WORK REQUIRED
Report how many lines in the material below contain the word "green". Give only the number.

DATA SHOWN
..........

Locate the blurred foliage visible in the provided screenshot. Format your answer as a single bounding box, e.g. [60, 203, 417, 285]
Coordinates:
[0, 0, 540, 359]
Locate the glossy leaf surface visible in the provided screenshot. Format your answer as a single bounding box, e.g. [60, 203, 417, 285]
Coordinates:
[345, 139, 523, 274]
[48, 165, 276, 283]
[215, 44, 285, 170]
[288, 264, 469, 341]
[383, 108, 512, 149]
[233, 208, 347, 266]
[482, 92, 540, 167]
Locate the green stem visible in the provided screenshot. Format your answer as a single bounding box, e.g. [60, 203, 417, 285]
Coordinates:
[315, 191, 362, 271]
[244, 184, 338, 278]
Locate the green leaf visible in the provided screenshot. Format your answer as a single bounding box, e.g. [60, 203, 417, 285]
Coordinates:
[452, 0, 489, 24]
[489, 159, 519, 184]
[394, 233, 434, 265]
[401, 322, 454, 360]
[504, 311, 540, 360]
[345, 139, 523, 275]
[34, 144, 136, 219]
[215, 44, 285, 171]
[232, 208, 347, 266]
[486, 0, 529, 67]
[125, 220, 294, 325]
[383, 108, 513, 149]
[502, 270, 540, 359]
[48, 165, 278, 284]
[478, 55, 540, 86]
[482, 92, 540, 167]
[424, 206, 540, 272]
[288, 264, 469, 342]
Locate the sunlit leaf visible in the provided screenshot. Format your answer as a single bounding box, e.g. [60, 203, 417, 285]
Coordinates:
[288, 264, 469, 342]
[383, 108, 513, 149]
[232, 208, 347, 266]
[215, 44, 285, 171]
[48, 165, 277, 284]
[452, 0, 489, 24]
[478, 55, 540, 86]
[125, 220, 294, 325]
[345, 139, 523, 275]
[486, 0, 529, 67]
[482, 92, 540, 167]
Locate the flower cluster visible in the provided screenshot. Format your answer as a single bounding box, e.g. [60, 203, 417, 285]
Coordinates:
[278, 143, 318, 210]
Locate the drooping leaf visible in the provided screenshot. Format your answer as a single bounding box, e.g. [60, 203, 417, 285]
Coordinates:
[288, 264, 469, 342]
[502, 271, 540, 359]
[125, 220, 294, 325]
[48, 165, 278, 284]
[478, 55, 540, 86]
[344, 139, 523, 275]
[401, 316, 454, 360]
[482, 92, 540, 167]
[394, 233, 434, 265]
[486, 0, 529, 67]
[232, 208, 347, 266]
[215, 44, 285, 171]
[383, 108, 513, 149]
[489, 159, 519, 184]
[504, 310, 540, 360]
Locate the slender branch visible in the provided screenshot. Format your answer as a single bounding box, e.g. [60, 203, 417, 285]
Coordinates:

..........

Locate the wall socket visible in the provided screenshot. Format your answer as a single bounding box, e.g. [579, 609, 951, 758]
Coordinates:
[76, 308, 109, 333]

..........

TASK ANSWER
2